Exercise objective: Could you extract every line of the data below, copied verbatim, leaving out the pictures?

[start Dataset records]

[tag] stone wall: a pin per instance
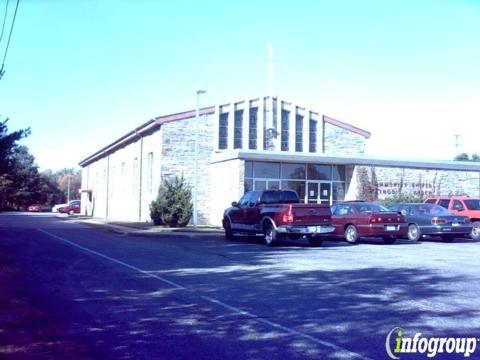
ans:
(339, 141)
(388, 181)
(178, 157)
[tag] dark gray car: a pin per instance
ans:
(430, 219)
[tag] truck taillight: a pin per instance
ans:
(288, 217)
(438, 221)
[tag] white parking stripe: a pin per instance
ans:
(343, 352)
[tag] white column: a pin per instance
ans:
(306, 131)
(246, 124)
(231, 125)
(216, 124)
(278, 142)
(291, 128)
(260, 122)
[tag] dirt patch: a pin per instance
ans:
(25, 331)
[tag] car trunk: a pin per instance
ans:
(311, 214)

[end Dataset records]

Result of the task:
[tag] stone wall: a pin per instance
ans:
(339, 141)
(388, 181)
(178, 157)
[tag] dark gray car: a pin per instance
ans:
(430, 219)
[tag] truck taillight: a pin per instance
ans:
(288, 217)
(438, 221)
[tag] white parking stripe: a pin per instance
ans:
(343, 352)
[tag] white column: a pin per instance
ans:
(306, 131)
(246, 124)
(231, 125)
(216, 124)
(278, 142)
(291, 128)
(260, 122)
[tag] dirt patch: a pin per instance
ans:
(25, 331)
[tag] car trunk: a pin per instance
ans:
(311, 214)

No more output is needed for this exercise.